__PROBLEMA SCRITTO A__:
Secondo l'estratto, quanti fondi residui verranno usati per finanziare il bando di fine luglio?

__ESTRATTO__:
>>>>

Cosa avete fatto a riguardo?

Abbiamo organizzato l’impiego di queste risorse per i prossimi sei anni, da oggi al 2020, e cercato di spendere bene i soldi stanziati per i sei anni precedenti ma non utilizzati dalla Polverini. Per esempio, 40 milioni di euro di questi fondi ‘residui’ li useremo per finanziare un bando che uscirà a fine luglio sulle politiche attive per la formazione.  L’obiettivo è quello di far capire ai cittadini che quelle europee sono risorse che non riguardano solo gli addetti ai lavori: vorremmo aumentare la partecipazione e il controllo dei cittadini stessi sul loro utilizzo. Ultimo tema di questi primi mesi di lavoro è quello della ricostruzione della credibilità dell’ente davanti al Governo.

Cosa intende dire?

<<<<

__Record di punti etichettati__:
>>>>

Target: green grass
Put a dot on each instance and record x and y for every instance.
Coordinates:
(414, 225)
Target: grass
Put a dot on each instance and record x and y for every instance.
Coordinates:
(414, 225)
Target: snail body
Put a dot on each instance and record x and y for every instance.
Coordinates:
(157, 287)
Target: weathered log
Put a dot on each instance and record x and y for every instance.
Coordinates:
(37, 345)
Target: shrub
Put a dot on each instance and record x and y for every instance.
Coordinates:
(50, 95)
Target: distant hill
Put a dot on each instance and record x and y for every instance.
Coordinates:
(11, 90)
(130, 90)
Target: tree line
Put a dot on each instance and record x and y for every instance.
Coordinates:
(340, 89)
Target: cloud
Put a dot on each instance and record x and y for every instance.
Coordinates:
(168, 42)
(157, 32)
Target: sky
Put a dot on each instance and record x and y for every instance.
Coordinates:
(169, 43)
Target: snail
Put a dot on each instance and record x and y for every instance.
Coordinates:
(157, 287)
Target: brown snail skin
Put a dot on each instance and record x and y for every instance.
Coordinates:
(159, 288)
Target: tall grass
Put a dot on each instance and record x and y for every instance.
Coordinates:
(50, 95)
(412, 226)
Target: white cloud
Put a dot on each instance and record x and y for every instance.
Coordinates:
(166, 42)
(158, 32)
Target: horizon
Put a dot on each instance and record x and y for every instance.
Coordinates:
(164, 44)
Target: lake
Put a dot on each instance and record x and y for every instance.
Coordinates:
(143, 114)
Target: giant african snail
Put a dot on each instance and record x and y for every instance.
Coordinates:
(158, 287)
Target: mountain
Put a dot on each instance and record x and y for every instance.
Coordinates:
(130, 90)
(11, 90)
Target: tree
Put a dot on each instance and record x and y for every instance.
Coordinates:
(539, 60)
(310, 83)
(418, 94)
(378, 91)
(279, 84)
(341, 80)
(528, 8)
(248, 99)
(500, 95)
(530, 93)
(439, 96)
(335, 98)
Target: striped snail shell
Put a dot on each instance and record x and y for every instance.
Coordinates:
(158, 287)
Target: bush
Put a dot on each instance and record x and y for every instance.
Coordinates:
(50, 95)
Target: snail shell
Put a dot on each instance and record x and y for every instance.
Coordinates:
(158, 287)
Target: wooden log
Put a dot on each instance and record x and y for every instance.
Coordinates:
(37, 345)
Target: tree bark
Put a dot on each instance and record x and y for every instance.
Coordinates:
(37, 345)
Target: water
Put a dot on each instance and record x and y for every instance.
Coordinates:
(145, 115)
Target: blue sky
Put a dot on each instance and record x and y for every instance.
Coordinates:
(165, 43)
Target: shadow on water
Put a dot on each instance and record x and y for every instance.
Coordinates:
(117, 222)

<<<<

__PROBLEMA SCRITTO B__:
Ridimensiona le coordinate delle risposte nel tratto di righe che va dalla riga contenente "Target: tree bark" fino all'ultima riga, entrambe incluse. Moltiplicale per 2,15 e arrotondale all'intero, con le metà per eccesso, poi riscrivi solo queste righe, richieste comprese.

__RISULTATO FINALE A__:
40 milioni di euro.

__RISULTATO FINALE B__:
Target: tree bark
Put a dot on each instance and record x and y for every instance.
Coordinates:
(80, 742)
Target: water
Put a dot on each instance and record x and y for every instance.
Coordinates:
(312, 247)
Target: blue sky
Put a dot on each instance and record x and y for every instance.
Coordinates:
(355, 92)
Target: shadow on water
Put a dot on each instance and record x and y for every instance.
Coordinates:
(252, 477)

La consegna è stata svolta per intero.